Data for processing:
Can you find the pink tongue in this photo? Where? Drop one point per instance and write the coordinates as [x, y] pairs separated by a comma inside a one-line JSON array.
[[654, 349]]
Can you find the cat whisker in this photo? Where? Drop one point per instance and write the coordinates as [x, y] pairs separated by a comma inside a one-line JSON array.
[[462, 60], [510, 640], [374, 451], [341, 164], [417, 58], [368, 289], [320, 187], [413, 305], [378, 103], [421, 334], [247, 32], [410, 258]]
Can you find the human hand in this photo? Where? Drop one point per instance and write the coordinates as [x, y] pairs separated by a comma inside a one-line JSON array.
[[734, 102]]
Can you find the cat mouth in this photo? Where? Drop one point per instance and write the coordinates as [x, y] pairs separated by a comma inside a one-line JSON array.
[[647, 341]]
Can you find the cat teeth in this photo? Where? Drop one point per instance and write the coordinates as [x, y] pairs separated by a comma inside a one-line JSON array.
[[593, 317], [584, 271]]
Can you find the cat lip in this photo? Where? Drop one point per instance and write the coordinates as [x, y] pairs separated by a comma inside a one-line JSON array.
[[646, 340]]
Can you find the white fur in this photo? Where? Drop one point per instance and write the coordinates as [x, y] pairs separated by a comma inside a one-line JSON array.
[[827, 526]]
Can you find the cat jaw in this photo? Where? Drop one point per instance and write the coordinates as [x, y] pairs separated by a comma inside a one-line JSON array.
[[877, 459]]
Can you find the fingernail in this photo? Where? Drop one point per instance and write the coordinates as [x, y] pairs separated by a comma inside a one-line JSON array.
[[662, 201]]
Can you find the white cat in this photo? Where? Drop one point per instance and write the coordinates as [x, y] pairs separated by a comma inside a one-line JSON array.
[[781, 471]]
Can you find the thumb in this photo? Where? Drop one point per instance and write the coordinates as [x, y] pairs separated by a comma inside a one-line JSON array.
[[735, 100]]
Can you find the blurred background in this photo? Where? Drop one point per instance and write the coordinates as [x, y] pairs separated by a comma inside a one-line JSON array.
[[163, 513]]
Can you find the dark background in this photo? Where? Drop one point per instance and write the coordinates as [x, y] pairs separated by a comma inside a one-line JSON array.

What the exercise asks: Exactly the lines from the one that holds "Can you find the fingernail" through the final line of the records above should be written out, and only those.

Your response:
Can you find the fingernail in this photo? Where? Drop one point per instance and write the coordinates as [x, y] pairs separated by a comma inside a one-line JSON array.
[[662, 201]]
Can you find the white cat in this photo? Where? Drop one point per instance and write the coordinates as [x, y] pairs separated by a comma inside a one-line JSON array.
[[781, 471]]
Can you find the thumb in this photo? Where? Drop one point per instance and write the coordinates as [x, y] pairs separated by a comma inside a one-line JSON array.
[[735, 100]]
Can you find the blurred background in this photo? Where? Drop one point per instance and write the coordinates as [x, y] pairs separated by a comma inside a one-line JSON array.
[[163, 513]]
Can you find the dark background in this photo? Where? Drop one point per instance and write the coordinates as [x, y] pairs separated by a comma inside a one-line JSON array.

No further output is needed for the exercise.